Your task is to write out the full listing once more, exactly.

Data for this exercise

● ● ● ● ● ● ●

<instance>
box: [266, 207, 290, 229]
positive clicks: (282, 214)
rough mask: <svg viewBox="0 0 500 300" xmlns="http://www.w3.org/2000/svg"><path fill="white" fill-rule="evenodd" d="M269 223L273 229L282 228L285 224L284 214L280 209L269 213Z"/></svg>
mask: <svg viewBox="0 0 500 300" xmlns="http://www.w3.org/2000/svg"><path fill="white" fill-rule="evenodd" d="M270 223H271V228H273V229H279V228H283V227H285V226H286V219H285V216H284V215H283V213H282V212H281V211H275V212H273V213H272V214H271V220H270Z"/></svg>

● ● ● ● ● ● ●

Solution to this problem
<instance>
box: [266, 207, 290, 229]
positive clicks: (282, 214)
rough mask: <svg viewBox="0 0 500 300" xmlns="http://www.w3.org/2000/svg"><path fill="white" fill-rule="evenodd" d="M269 223L273 229L282 228L285 224L284 214L280 209L269 213Z"/></svg>
mask: <svg viewBox="0 0 500 300" xmlns="http://www.w3.org/2000/svg"><path fill="white" fill-rule="evenodd" d="M270 223H271V228H273V229H279V228H283V227H285V226H286V219H285V216H284V215H283V213H282V212H281V211H275V212H273V213H272V214H271V220H270Z"/></svg>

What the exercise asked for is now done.